(What the exercise asks):
Answer from the Extended Kalman Filter post:
1. What two assumptions about the Kalman Filter does the post state?
2. According to the post, what kind of output results from feeding a Gaussian into a non-linear function?
3. What tool does the post use to get a linear approximation of a non-linear function?

(Document section):

● ● ●

Extended Kalman Filter: Why do we need an Extended Version?

Harveen Singh Chadha
Towards Data Science
8 min readApr 7, 2018

--

This post is in continuation to my last post on Kalman Filter. So my colleague Larry is pretty excited to know about the working of Kalman Filter, but can he understand the concept of Non Linearity and Extended Kalman Filter. Let’s find out.

Larry: I know Kalman Filters, I can now predict and update, I basically know an important prediction tool now.
Me: Can you tell me what were the assumptions we made while reading about Kalman Filter?

Larry: Assump… ? What do you mean? You only said that the Kalman Filter works with a Gaussian Only. Thats it. Isn’t it?
Me: Well, that is half right. The other important assumption that was hidden in the last article were Linear functions. So the two assumptions are-:
1. Kalman Filter will always work with Gaussian Distribution.
2. Kalman Filter will always work with Linear Functions.

Larry: Oh god! Now from where did Linear Functions come into picture?
Me: With Linear functions, I mean that the prediction and update step both will contain Linear Functions only. They were already there if you closely watch all the equations.

A linear function somewhat looks like this:

Figure 1. Linear Function. (Source)

On the other hand a non linear functions looks like this:

Figure 2. Non Linear Function. (Source)

So observing from these figures, an equation of a straight line is a linear function while a cos function is a non linear function.

Larry: Yup, that is ok. We do not have any angles in our equations, so they appear to be linear only. Then what is the problem now with KF?
Me: Most real world problems involve non linear functions. In most cases, the system is looking into some direction and taking measurement in another direction. This involves angles and sine, cosine functions which are non linear functions which then lead to problems.

Larry: Hmm, but still how does non linear function create problems?
Me: If you feed a Gaussian with a linear function then the output is also a Gaussian

Figure 3. Gaussian + Linear Function = Gaussian (Source)

If you feed a Gaussian with a Non linear function then the output is not a Gaussian. Non Linear functions lead to Non Gaussian Distributions.

Figure 4. Gaussian + Non Linear Function = Non Gaussian (Source)

So if we apply a non linear function it will not end up as a Gaussian Distribution on which we can’t apply Kalman Filter anymore. Non linearity destroys the Gaussian and it does not makes sense to compute the mean and variances.

Larry: Oh no, in that case our Kalman Filter is now broken. So what is the solution?
Me: What can the most trivial solution you can think of?

Larry: Me? Umm. I would say use Linear functions only :D
Me: Even it does not makes sense, but this is exactly the solution.

Larry: What? You mean I was right?? How come?
Me: Yup, you were right. We will work with Linear functions only.

Larry: But what about that cos, sin functions you were talking about? They are still Non Linear, right?
Me: Absolutely. They are non linear but we will make them Linear by approximation. Here, we will take help of a powerful tool called Taylor Series, which will help us to get a Linear Approximation of the Non Linear function. After applying the approximation what we get is an Extended Kalman Filter.

● ● ●

(Collected material):
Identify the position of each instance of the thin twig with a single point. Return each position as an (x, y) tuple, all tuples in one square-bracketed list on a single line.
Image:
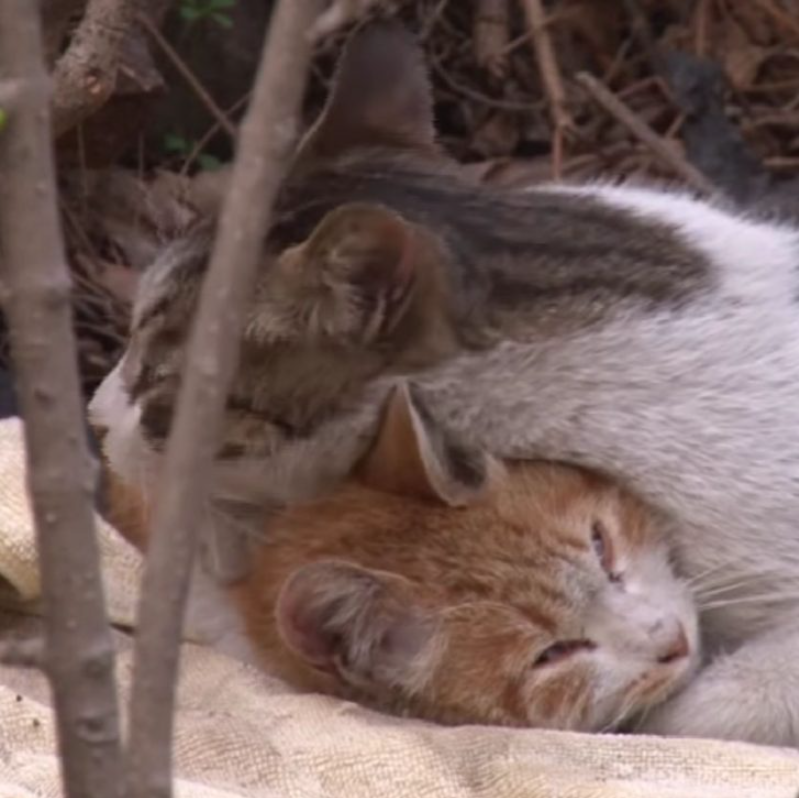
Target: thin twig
[(660, 147), (79, 654), (491, 35), (267, 133), (191, 79), (203, 141), (551, 78), (780, 16), (340, 13)]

● ● ●

(Answer to the task):
1. It always works with a Gaussian distribution, and it always works with linear functions.
2. The output is not a Gaussian.
3. The Taylor Series.